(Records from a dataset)

|---|

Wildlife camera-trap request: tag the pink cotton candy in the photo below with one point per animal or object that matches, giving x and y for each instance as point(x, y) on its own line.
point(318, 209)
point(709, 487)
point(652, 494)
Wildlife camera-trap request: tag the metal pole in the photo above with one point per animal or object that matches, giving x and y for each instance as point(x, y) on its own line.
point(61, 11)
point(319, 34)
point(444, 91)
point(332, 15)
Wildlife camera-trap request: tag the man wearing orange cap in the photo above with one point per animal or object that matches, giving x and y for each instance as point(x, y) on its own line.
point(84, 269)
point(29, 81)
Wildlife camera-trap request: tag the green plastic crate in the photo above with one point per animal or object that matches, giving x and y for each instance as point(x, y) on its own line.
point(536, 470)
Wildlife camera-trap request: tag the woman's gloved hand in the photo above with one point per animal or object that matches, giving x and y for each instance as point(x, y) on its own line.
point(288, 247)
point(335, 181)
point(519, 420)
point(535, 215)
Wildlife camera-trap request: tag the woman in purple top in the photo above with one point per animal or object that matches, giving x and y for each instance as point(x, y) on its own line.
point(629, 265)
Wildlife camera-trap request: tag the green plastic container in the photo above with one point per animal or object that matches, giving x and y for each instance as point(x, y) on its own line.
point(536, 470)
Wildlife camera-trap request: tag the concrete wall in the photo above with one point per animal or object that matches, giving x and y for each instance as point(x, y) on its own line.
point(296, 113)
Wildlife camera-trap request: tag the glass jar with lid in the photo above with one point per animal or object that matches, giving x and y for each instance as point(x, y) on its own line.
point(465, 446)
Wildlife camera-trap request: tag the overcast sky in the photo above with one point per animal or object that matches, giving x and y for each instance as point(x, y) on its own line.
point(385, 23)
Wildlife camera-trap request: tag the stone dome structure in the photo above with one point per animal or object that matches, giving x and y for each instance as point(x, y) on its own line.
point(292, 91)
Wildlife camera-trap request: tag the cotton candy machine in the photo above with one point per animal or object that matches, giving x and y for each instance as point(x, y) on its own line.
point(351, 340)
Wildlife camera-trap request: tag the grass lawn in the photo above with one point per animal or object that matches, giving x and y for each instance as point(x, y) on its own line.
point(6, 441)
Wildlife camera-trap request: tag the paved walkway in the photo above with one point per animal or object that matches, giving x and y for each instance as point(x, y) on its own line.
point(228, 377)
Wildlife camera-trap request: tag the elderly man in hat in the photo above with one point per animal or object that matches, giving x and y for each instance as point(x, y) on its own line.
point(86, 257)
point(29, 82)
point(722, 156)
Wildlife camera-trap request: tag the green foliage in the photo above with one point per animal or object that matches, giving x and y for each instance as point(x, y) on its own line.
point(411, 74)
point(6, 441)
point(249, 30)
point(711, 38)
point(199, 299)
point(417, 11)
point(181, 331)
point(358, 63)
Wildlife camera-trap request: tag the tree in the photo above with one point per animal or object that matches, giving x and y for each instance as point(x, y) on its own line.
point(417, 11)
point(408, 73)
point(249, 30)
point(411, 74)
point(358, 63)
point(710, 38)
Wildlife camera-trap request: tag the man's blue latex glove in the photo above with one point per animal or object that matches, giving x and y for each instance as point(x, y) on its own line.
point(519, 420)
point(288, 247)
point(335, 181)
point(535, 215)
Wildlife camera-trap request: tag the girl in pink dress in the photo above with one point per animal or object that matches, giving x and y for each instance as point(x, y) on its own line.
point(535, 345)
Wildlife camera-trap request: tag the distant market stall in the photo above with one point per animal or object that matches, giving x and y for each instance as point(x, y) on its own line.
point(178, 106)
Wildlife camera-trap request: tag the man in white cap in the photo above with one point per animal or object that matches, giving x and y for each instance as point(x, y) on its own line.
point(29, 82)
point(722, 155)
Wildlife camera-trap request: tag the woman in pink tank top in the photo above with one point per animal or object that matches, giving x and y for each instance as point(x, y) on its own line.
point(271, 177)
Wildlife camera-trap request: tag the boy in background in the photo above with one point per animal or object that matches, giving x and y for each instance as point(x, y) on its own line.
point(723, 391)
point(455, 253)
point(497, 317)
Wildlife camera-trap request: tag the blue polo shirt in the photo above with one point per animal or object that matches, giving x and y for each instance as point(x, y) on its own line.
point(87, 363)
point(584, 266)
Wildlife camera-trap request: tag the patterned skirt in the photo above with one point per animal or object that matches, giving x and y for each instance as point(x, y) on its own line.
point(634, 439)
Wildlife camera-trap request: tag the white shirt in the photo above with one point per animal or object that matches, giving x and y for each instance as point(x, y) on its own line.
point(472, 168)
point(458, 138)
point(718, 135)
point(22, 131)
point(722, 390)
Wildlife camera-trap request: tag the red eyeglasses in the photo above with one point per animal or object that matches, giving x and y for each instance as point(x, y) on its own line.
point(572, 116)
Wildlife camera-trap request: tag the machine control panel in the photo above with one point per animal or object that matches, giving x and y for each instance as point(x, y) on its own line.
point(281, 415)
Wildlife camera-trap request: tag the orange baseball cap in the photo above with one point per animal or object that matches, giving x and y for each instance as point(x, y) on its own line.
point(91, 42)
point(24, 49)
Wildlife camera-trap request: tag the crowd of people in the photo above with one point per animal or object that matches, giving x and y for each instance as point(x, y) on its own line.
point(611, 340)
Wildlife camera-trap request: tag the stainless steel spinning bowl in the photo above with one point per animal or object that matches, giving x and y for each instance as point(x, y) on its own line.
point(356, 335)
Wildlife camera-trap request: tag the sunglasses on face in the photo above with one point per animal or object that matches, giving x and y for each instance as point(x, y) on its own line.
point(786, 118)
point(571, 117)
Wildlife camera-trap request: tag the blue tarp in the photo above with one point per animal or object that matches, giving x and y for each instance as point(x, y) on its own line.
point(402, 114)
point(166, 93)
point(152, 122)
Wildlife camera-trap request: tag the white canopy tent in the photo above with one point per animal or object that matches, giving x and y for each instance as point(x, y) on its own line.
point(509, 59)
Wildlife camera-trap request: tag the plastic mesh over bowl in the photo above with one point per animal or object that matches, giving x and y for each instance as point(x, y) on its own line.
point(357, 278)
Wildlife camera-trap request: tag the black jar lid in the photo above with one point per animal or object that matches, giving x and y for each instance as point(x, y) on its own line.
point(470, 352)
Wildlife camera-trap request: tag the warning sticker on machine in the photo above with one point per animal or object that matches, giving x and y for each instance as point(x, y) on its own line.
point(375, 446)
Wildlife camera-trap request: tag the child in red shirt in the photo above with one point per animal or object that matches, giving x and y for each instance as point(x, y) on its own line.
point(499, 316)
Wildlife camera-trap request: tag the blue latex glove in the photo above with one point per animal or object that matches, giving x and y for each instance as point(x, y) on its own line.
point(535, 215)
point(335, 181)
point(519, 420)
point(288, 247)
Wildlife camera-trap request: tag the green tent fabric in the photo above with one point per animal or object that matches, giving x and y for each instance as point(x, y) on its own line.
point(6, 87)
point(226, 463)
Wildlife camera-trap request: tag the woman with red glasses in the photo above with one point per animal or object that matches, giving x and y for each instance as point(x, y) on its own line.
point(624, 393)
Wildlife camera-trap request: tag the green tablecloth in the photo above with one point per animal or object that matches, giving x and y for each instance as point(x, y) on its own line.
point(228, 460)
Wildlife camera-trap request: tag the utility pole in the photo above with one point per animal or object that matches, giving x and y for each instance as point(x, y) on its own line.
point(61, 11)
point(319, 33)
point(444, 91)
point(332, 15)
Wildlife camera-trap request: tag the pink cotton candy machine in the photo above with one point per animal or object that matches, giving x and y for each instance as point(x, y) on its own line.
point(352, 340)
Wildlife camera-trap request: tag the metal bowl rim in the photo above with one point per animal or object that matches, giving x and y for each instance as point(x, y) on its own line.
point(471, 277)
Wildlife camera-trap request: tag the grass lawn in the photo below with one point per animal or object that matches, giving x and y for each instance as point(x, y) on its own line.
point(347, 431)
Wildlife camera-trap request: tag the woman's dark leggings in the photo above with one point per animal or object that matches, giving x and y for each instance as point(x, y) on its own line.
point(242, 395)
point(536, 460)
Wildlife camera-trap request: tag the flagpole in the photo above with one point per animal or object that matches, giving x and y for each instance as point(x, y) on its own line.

|---|

■ What this task involves ■
Starting from the line that contains "Wildlife camera-trap request: tag the metal bowl", give again every line to the last line of the data, exactly. Include nothing else.

■ Completed exercise ■
Wildlife camera-trap request: tag the metal bowl rim in the photo above with one point per animal or object that matches, giving x and y for each instance as point(x, y) on its own line.
point(471, 277)
Wildlife camera-trap request: tag the grass lawn in the photo below with one point per animal or object that matches, giving x and y for each instance as point(x, y) on its own line.
point(347, 431)
Wildlife camera-trap request: tag the woman's dark leggings in the photo above with one point per animal or object that matches, giving x and y for each instance as point(x, y) on its own line.
point(242, 395)
point(536, 460)
Wildlife camera-trap request: tag the flagpole in the photo above with one point per animal or object that matches, giving x and y for each instance as point(x, y) on its own line.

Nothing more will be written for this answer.